───── Record set

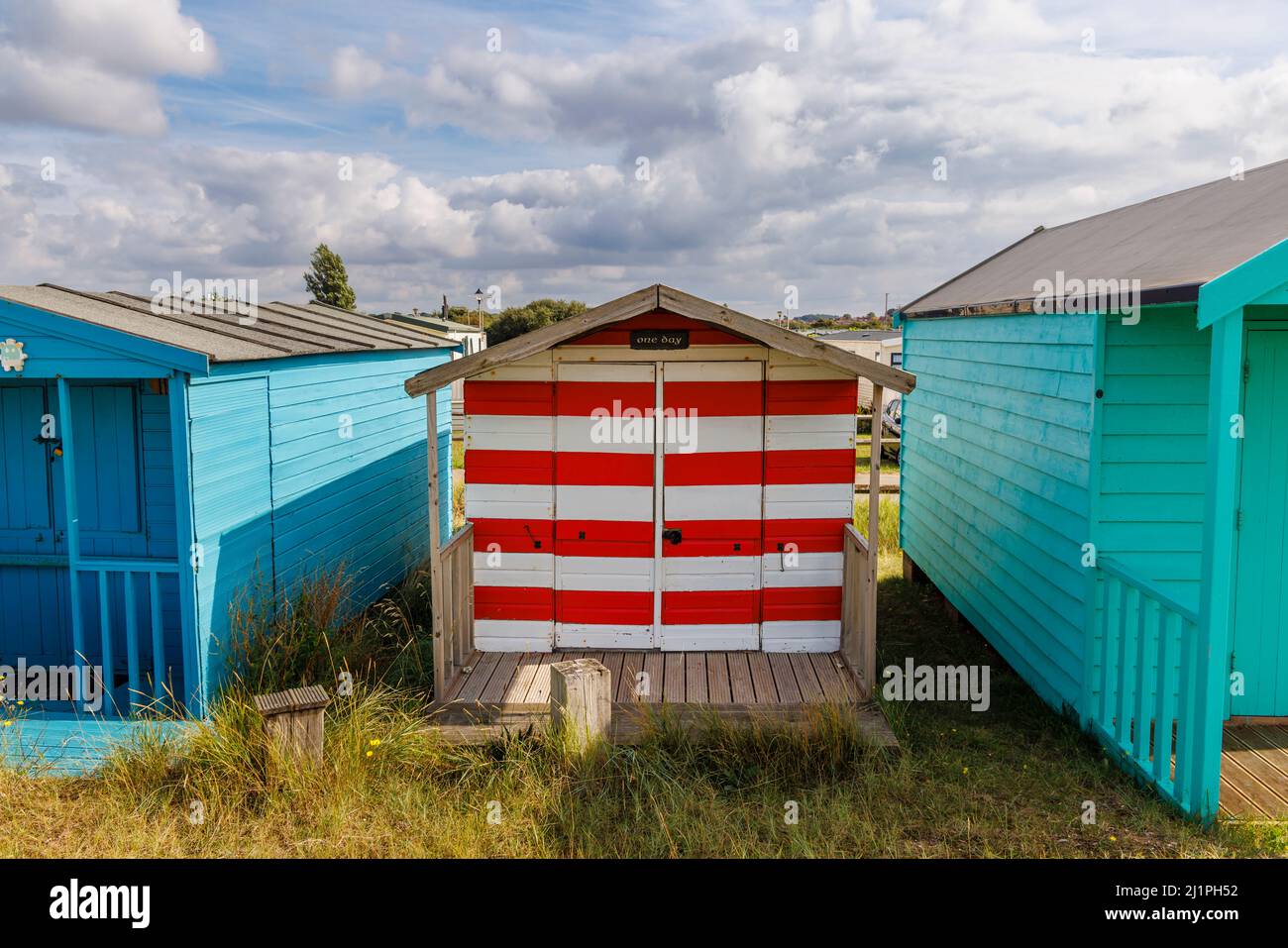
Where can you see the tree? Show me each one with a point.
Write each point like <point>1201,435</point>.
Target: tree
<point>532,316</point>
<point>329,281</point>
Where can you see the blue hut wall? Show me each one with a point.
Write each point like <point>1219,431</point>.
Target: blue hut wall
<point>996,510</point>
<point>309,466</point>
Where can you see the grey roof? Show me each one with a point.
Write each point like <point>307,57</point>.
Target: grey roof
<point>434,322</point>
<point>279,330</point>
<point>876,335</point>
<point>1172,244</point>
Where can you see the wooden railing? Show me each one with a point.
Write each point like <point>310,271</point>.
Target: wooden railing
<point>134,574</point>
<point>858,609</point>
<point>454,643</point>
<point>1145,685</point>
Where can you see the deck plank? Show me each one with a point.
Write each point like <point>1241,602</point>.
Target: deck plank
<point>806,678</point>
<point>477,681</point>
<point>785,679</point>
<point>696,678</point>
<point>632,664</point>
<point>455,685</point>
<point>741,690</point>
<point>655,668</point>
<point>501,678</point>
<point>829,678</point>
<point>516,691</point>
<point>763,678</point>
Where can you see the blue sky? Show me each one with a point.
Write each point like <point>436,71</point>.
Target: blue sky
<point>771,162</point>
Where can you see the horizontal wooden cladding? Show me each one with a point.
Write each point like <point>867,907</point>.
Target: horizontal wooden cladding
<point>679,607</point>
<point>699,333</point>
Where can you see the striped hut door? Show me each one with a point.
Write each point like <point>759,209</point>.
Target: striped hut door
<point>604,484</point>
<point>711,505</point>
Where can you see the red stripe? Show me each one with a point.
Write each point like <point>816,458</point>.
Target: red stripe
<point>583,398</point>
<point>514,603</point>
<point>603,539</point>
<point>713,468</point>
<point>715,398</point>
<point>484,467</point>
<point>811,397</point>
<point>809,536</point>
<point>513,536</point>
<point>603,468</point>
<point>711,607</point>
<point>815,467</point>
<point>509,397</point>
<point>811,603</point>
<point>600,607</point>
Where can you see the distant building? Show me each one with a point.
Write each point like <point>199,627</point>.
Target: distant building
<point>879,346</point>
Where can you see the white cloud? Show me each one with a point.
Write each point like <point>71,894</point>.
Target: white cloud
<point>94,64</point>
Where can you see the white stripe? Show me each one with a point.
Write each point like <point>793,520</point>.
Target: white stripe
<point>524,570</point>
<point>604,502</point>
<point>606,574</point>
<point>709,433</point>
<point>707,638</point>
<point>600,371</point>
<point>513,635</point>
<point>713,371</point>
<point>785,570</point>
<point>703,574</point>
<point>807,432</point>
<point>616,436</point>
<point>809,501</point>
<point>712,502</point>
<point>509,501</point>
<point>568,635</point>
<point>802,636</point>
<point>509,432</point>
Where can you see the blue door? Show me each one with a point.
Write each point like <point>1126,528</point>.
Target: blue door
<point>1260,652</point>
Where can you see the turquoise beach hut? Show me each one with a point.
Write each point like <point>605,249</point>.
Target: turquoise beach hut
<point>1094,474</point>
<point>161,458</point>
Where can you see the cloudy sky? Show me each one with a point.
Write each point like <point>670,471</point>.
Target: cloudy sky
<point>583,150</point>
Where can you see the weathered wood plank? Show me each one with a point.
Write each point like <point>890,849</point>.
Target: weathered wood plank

──────────

Your instructions - Given the records above, restate word for word only the lines starting at the one with "Where can you see the blue hut" and ending at the one with "Where can you see the white cloud?".

Response to this exercise -
Where can you see the blue hut wall? Show me each one with a point.
Write each point like <point>1219,431</point>.
Target: blue hut wall
<point>996,510</point>
<point>309,466</point>
Where can you see the grey roof? Show me each one with a point.
Write each point like <point>307,57</point>.
Target: grey roof
<point>434,322</point>
<point>279,330</point>
<point>876,335</point>
<point>1172,244</point>
Where can you see the wooden railing? Show me each one with a point.
Write each point like <point>310,271</point>.
Target: wooden railing
<point>134,574</point>
<point>858,609</point>
<point>454,643</point>
<point>1145,685</point>
Where can you see the deck plank? Show me each one with a point.
Write each point like <point>1241,602</point>.
Target: deck plank
<point>806,678</point>
<point>477,681</point>
<point>785,679</point>
<point>696,678</point>
<point>632,664</point>
<point>455,685</point>
<point>741,690</point>
<point>655,668</point>
<point>501,678</point>
<point>829,678</point>
<point>516,691</point>
<point>763,678</point>
Where can you see the blue sky? Show me each one with a point.
Write each point like <point>436,71</point>.
Target: blue sky
<point>771,162</point>
Where can you see the horizontal wooden cladding? Show me each one with a point.
Write each point like <point>867,907</point>.
Target: horizontal wooden cladding
<point>679,607</point>
<point>699,333</point>
Where can you see the striped hut door? Show me each one with a point.
Write each point like <point>759,209</point>.
Target: striped hut door
<point>604,484</point>
<point>711,505</point>
Where can you see the red stripe? Show me each one with a point.
Write each point like <point>816,458</point>.
Target: red stripe
<point>583,398</point>
<point>514,603</point>
<point>603,539</point>
<point>713,468</point>
<point>715,398</point>
<point>484,467</point>
<point>811,397</point>
<point>809,536</point>
<point>513,536</point>
<point>603,468</point>
<point>711,607</point>
<point>815,467</point>
<point>509,397</point>
<point>811,603</point>
<point>600,607</point>
Where can you see the distant building? Show me each one with a point.
Write each point like <point>199,627</point>.
Target: distant building
<point>879,346</point>
Where can you see the white cloud? Show me each one with a point.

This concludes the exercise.